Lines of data
+ + + + + + +

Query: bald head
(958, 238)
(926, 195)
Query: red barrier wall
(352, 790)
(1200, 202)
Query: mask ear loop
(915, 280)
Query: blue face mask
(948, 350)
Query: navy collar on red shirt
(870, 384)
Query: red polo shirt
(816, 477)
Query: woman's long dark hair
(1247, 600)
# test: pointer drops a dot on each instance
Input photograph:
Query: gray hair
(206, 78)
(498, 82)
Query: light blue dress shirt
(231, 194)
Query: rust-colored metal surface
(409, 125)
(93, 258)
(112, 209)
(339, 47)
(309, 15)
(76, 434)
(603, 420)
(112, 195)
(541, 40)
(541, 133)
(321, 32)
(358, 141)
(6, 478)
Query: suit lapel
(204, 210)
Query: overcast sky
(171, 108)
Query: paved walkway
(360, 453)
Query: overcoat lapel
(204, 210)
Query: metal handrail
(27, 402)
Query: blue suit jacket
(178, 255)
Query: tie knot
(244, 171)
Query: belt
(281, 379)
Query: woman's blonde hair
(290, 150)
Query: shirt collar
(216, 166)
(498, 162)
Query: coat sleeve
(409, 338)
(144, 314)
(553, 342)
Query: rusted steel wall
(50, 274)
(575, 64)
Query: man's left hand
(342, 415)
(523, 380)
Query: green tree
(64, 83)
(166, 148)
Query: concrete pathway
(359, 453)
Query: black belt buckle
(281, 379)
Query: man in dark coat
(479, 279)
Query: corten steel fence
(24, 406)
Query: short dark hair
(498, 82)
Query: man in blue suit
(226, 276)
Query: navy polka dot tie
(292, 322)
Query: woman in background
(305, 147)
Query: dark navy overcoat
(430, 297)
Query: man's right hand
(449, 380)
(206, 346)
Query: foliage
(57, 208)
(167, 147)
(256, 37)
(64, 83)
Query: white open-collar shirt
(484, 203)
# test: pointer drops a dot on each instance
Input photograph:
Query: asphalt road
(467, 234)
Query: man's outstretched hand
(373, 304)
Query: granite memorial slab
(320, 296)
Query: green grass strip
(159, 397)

+ + + + + + +

### WHAT THE TASK REQUIRES
Rewrite all the lines above, substituting "topcoat" for every "overcoat" and leaving everything else unchanged.

### RESULT FOR THIS TASK
Query: bald head
(958, 238)
(926, 195)
Query: red barrier wall
(352, 790)
(1200, 202)
Query: mask ear loop
(915, 280)
Query: blue face mask
(948, 350)
Query: navy collar on red shirt
(870, 384)
Query: red polo shirt
(816, 477)
Query: woman's long dark hair
(1247, 600)
# test: pointer drops a dot on each instance
Input photograph:
Query: gray hair
(206, 78)
(498, 82)
Query: light blue dress shirt
(231, 194)
Query: rust-colored metal surface
(409, 125)
(93, 258)
(112, 209)
(339, 47)
(309, 15)
(76, 434)
(603, 420)
(112, 195)
(541, 40)
(541, 133)
(321, 32)
(358, 141)
(6, 478)
Query: suit lapel
(204, 210)
Query: overcast sky
(171, 108)
Query: paved walkway
(360, 453)
Query: topcoat lapel
(204, 210)
Query: metal handrail
(27, 402)
Query: blue suit jacket
(178, 255)
Query: tie knot
(244, 171)
Query: belt
(281, 379)
Query: woman's blonde hair
(290, 150)
Query: shirt collar
(216, 166)
(498, 162)
Query: coat sleeve
(409, 338)
(144, 314)
(553, 342)
Query: rusted steel wall
(50, 274)
(575, 64)
Query: man's left hand
(342, 415)
(523, 380)
Query: green tree
(64, 83)
(166, 148)
Query: concrete pathway
(359, 453)
Query: black belt buckle
(281, 379)
Query: man in dark coat
(479, 279)
Query: corten steel fence
(24, 406)
Query: short dark hair
(498, 82)
Query: man in blue suit
(226, 276)
Query: navy polka dot tie
(292, 322)
Query: woman in background
(305, 147)
Query: dark navy topcoat
(430, 297)
Query: man's right hand
(449, 380)
(206, 346)
Query: foliage
(57, 208)
(167, 147)
(256, 37)
(64, 83)
Query: white open-collar shirt
(484, 203)
# test: pointer drops a dot on each instance
Input photograph:
Query: asphalt road
(467, 234)
Query: man's outstretched hand
(373, 304)
Query: granite memorial slab
(320, 296)
Query: green grass strip
(159, 397)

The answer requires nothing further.